Collect every line below that contains the string "white" and copy each one out. Matching is case-sensitive.
■ ■ ■ ■
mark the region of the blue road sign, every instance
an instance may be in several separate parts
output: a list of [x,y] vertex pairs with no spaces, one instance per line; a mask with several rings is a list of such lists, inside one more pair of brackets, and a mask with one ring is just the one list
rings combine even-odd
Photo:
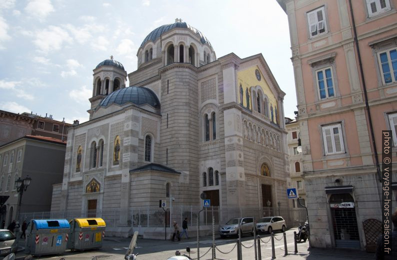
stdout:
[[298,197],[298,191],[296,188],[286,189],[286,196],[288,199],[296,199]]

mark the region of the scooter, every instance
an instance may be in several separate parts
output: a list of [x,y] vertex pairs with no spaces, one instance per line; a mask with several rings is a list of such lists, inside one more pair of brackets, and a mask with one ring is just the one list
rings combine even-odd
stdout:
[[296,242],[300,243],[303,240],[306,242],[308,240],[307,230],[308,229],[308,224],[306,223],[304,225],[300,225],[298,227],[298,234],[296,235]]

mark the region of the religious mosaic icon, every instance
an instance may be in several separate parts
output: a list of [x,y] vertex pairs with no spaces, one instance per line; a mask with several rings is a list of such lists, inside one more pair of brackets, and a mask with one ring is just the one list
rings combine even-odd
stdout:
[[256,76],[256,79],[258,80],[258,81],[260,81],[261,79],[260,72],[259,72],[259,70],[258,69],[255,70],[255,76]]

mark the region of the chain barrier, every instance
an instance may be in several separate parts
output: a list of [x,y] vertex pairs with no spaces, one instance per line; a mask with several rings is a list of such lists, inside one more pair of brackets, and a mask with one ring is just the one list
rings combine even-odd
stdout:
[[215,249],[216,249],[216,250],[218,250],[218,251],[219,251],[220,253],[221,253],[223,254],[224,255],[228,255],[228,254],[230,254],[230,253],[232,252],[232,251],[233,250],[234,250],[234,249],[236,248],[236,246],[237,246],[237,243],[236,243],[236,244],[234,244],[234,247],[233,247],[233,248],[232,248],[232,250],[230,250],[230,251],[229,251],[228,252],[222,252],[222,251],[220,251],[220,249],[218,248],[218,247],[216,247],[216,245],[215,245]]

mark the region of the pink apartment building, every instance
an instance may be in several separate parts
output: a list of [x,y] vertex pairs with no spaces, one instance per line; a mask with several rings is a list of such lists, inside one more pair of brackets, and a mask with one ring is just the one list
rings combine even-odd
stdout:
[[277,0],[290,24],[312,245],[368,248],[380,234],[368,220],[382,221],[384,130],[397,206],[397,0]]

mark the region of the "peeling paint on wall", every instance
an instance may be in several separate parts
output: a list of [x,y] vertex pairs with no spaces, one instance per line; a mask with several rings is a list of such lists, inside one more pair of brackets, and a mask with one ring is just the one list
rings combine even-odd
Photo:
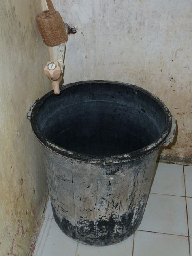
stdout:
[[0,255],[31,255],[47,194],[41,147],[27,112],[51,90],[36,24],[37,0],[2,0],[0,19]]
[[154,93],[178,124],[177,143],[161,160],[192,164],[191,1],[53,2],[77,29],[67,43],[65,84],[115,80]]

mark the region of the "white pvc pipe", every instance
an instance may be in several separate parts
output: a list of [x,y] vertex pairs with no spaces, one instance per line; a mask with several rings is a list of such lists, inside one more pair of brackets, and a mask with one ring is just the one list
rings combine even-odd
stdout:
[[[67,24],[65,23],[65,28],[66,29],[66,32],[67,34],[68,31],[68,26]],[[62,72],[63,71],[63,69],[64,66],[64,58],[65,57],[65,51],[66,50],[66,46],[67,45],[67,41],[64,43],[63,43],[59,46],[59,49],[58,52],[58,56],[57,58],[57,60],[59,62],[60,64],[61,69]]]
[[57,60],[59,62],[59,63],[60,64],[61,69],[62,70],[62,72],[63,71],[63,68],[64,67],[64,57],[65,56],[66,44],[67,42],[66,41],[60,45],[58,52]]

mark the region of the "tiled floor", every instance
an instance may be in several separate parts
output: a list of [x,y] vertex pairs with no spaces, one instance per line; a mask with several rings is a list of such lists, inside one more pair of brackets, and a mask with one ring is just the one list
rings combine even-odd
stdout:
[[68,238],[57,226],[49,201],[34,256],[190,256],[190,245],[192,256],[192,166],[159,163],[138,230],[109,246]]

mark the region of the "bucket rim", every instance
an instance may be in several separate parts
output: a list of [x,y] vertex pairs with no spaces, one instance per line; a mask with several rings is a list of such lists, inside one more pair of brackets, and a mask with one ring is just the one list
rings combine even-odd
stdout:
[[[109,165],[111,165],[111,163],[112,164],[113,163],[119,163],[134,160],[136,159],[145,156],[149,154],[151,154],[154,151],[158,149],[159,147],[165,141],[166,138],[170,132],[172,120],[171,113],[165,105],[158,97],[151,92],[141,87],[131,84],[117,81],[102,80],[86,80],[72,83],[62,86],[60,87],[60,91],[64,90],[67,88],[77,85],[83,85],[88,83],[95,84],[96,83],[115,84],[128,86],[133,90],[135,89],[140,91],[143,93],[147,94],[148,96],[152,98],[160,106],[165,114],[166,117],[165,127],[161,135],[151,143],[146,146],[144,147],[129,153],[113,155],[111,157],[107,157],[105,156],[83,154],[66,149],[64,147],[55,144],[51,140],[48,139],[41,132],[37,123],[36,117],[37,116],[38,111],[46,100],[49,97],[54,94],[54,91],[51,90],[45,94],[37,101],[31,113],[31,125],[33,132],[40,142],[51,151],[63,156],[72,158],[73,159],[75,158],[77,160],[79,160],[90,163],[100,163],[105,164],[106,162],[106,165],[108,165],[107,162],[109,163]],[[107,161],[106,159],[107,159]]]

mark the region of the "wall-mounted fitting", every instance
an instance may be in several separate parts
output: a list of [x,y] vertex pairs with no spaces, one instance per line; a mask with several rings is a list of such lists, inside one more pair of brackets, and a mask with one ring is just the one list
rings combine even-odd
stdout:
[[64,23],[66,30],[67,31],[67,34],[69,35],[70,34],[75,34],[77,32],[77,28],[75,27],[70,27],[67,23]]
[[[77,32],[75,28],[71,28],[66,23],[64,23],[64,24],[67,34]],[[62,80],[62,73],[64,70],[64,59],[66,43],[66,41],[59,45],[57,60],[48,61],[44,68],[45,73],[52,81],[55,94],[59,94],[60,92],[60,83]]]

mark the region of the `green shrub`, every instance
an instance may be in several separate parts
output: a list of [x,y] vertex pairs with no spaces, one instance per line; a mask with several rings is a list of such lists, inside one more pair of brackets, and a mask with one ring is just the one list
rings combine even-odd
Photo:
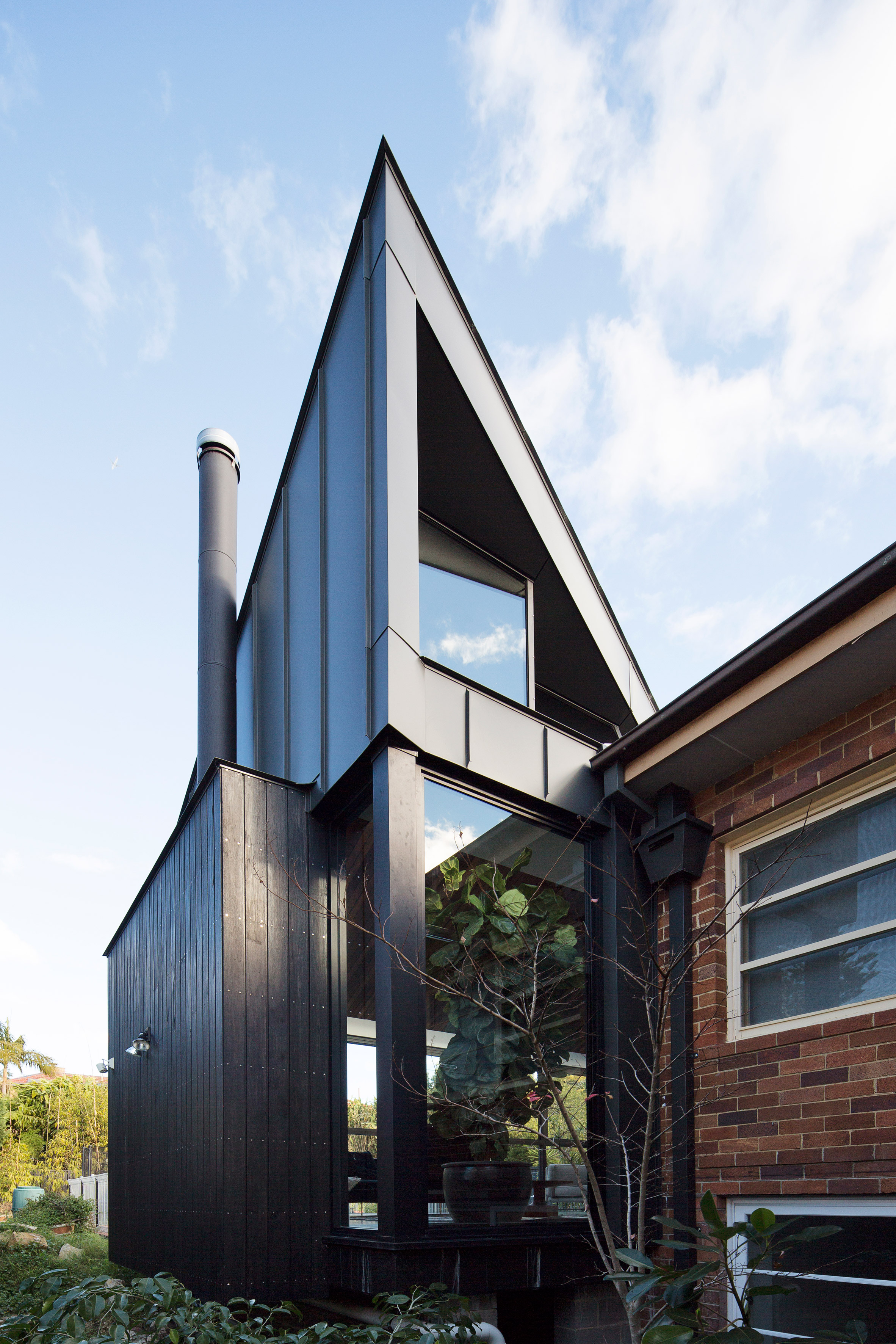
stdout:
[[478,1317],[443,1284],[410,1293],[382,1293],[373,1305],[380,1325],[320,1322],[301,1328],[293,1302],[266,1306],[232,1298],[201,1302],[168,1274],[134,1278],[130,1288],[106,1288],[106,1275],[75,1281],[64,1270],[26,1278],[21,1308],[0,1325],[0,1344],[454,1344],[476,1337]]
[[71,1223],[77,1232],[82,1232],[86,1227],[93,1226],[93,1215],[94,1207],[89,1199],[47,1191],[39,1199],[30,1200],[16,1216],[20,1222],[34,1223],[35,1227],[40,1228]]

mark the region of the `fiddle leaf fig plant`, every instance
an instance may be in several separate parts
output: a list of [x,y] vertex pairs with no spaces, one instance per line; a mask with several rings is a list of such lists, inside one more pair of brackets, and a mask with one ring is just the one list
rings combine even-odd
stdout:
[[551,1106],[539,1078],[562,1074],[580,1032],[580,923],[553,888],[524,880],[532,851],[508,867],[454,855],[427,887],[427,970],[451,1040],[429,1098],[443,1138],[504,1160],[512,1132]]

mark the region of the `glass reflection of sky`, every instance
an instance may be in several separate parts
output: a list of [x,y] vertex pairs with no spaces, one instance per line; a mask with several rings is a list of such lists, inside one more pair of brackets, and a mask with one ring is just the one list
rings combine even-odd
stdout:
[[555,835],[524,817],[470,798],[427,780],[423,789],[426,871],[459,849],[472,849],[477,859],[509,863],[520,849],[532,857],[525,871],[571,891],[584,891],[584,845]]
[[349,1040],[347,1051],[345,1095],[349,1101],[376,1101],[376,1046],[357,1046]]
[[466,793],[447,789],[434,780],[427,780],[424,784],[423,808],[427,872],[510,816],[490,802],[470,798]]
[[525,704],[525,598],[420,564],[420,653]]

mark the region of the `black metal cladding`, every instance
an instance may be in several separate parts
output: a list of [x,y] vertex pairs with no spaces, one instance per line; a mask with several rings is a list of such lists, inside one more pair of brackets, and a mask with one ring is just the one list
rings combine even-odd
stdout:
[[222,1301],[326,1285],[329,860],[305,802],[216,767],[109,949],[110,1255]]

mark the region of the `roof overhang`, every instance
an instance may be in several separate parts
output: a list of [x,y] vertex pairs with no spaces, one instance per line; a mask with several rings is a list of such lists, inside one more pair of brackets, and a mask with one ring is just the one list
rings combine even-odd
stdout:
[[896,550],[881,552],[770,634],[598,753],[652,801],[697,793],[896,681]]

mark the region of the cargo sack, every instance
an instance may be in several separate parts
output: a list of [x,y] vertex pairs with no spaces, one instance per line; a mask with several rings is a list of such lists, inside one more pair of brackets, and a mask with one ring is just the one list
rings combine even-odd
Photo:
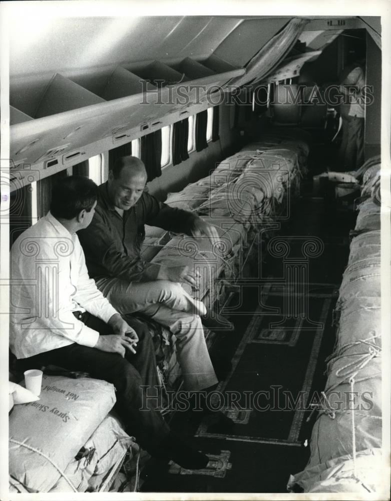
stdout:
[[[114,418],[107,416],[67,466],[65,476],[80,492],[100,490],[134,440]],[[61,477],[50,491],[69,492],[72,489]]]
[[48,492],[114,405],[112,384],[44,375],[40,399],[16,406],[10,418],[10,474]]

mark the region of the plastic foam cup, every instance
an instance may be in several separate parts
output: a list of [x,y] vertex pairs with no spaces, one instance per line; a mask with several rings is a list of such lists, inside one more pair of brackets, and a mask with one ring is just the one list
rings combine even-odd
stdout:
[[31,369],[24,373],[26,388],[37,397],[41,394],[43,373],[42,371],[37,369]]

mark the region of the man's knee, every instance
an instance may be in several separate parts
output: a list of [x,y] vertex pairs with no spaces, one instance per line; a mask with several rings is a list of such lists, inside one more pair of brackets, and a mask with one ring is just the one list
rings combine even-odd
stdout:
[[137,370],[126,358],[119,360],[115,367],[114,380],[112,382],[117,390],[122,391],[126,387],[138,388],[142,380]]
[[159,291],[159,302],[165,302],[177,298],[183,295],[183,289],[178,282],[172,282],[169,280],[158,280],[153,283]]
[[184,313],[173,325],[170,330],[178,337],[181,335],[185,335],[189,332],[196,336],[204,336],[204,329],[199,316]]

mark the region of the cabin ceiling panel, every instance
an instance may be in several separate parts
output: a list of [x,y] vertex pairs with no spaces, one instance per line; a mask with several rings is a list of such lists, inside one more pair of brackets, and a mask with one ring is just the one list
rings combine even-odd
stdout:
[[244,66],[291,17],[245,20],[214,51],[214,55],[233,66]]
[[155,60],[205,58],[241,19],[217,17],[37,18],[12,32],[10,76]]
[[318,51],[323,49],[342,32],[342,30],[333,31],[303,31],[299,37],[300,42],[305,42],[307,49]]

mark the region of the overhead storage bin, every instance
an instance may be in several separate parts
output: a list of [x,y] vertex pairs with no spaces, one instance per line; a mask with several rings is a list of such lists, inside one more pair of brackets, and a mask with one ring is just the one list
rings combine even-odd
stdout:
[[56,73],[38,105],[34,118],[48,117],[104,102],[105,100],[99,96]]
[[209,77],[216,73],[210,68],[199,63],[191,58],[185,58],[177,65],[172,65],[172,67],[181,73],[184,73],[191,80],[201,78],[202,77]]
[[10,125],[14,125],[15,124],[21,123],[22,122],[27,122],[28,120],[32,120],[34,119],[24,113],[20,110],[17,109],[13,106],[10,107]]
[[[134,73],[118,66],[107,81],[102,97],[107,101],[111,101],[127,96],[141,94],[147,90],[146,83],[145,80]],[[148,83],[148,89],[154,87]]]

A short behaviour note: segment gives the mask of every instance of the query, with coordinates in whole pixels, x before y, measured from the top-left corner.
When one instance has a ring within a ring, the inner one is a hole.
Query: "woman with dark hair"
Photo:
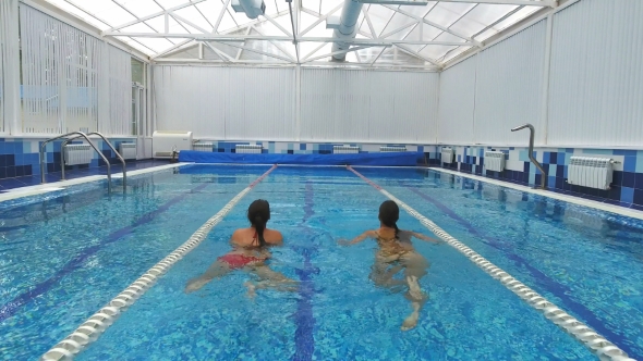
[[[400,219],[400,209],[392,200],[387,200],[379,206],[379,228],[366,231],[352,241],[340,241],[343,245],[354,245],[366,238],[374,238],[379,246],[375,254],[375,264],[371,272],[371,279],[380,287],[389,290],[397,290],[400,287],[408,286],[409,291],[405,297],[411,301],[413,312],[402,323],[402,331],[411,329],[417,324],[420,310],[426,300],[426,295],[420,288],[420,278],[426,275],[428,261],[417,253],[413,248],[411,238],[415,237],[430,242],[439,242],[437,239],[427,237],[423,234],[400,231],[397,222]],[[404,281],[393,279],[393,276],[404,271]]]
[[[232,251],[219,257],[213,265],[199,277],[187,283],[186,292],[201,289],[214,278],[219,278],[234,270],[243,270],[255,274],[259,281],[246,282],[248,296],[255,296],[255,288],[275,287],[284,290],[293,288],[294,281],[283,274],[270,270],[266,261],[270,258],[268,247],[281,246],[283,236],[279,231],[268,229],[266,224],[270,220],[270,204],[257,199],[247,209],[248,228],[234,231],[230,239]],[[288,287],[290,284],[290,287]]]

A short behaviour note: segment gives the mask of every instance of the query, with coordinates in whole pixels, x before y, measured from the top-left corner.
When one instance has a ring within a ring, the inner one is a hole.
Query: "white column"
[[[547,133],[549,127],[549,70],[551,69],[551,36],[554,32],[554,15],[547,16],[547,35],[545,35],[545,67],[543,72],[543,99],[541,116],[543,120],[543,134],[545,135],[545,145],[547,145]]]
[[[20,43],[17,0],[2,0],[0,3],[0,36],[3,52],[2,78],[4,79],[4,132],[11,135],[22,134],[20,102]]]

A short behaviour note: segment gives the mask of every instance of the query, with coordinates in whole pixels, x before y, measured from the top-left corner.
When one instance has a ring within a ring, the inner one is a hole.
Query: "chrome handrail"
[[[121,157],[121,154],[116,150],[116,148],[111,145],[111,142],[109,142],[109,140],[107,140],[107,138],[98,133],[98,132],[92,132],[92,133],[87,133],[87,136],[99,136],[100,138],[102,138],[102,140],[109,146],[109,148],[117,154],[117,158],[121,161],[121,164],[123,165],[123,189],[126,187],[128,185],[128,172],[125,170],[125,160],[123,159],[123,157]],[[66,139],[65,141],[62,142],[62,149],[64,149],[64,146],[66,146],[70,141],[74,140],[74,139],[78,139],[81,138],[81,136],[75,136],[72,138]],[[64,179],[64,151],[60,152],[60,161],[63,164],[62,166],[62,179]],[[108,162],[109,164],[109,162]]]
■ ■ ■ ■
- [CORRECT RESULT]:
mark the region of the "white pvc pipe", every instance
Query: "white column"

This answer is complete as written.